• _Texto seleccionado_:

Hay una señal ineludible que indica que arranca el Rocanrola, una avenida de la Universidad colapsada y unos accesos abarrotados a la altura de la autovía que daban la bienvenida a los más de 20.000 asistentes diarios que se esperan en cada una de las jornadas del festival que se celebra en el Multiespacio Rabasa de Alicante. Y aunque la velada del jueves está planteada a modo de fiesta de bienvenida, con los pesos pesados reservados para el resto de días, los asistentes no quisieron perderse conciertos de artistas como Lia Kali o Delaossa, presentados como los principales baluartes de la jornada.
Solo estaban habilitados los dos escenarios principales, esponsorizados con nombres de bebidas alcohólicas: el Negrita y el Cutty Shark. A nivel estructural, el festival parece haber dado un salto de calidad con un tercer escenario con carpa que permite esquivar los fantasmas acuosos de la edición pasada, que no se pudo celebrar por las inclemencias meteorológicas. También han mantenido uno de los grandes aciertos de este macrofestival: el living park. Si quieres ser el mayor evento de hip hop en España, no puedes dejar de lado los otros elementos que forman parte de esta cultura.

• _Tarea en detalle_: Según el texto sobre el Rocanrola, ¿cuántos asistentes se esperan cada día del festival? Estos registros vienen de otra fuente.

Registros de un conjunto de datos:
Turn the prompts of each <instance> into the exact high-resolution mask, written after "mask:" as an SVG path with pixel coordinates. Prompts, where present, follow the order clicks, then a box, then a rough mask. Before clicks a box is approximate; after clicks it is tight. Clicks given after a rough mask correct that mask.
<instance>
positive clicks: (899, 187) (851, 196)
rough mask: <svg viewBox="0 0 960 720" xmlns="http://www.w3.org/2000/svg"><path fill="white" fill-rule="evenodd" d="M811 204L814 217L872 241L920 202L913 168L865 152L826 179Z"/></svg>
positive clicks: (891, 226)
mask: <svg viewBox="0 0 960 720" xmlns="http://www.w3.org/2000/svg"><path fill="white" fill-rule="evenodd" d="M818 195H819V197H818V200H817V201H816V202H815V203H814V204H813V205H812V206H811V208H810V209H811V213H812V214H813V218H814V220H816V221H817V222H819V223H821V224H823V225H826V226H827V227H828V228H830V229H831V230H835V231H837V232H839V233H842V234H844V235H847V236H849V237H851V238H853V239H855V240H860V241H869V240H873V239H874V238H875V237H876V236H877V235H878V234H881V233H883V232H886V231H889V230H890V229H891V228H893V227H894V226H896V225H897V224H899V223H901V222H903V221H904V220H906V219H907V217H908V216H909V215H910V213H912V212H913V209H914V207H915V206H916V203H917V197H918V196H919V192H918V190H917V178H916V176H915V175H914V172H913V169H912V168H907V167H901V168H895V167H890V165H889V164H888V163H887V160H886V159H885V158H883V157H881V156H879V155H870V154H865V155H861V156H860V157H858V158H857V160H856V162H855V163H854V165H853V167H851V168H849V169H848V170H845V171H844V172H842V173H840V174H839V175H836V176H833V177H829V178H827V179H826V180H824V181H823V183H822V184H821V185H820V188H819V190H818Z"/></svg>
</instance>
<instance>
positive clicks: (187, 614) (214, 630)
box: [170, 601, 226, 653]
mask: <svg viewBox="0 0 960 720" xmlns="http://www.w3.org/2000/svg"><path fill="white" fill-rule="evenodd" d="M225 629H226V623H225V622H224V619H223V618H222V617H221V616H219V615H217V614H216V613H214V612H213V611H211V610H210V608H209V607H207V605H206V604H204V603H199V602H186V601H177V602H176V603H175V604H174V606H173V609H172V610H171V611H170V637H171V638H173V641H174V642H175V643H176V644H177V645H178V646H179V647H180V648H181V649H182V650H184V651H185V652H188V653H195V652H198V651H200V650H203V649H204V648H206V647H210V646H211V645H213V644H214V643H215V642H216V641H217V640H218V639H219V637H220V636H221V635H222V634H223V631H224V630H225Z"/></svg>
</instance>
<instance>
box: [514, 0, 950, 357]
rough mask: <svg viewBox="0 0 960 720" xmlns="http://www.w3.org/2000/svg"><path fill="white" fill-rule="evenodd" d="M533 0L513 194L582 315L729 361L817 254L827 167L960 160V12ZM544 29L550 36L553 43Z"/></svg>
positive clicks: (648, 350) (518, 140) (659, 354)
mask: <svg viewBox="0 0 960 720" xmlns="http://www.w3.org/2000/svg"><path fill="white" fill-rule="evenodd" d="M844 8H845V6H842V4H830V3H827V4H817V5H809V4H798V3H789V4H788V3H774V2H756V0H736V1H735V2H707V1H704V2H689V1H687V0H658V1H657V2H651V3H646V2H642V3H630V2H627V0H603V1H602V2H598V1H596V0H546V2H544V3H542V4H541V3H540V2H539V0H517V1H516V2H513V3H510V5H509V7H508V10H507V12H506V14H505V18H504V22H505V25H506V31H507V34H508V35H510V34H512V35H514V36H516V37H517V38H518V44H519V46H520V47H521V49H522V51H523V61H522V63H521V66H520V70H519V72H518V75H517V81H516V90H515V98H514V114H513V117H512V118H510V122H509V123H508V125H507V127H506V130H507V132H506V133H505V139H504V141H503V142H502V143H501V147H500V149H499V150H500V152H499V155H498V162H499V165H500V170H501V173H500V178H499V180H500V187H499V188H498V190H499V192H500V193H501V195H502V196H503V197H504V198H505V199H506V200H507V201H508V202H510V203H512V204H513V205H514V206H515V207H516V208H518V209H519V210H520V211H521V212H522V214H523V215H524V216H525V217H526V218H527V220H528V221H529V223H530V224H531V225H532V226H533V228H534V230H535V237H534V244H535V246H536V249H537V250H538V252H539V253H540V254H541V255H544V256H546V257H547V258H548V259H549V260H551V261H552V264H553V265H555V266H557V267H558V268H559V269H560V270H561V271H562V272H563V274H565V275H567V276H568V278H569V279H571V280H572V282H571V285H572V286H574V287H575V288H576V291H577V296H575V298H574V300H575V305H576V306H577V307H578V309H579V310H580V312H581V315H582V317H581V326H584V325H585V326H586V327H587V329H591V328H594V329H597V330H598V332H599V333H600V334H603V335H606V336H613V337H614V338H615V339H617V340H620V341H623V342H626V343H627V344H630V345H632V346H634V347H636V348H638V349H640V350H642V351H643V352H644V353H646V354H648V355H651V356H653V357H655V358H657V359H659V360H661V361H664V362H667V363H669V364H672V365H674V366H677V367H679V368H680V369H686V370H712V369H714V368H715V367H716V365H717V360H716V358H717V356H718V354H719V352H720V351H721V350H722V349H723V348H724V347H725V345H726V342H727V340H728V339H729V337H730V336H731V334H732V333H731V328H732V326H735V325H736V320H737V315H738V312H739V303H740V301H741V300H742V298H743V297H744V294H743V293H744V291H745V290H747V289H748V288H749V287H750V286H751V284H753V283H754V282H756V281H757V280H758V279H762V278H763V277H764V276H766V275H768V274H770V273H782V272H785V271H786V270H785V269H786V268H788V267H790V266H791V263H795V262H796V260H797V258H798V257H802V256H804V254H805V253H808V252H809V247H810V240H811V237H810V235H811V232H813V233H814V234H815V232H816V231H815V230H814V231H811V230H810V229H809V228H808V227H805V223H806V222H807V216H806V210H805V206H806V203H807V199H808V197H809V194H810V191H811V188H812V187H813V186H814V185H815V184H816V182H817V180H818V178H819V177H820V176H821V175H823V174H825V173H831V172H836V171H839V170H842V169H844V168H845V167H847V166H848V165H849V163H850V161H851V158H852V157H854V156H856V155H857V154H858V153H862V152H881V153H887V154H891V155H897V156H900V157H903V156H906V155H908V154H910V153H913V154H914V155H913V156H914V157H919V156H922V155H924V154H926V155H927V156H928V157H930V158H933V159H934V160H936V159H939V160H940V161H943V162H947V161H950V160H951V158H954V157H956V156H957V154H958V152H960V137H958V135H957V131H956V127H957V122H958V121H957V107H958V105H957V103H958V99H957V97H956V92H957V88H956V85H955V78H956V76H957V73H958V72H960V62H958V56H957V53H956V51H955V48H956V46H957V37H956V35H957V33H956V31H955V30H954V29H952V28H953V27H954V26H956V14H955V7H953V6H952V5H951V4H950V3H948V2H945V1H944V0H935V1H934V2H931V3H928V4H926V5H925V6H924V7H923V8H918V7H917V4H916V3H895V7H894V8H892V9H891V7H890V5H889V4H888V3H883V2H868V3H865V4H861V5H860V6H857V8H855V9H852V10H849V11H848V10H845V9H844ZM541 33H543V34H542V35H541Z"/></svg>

• _Respuesta_: Más de 20.000.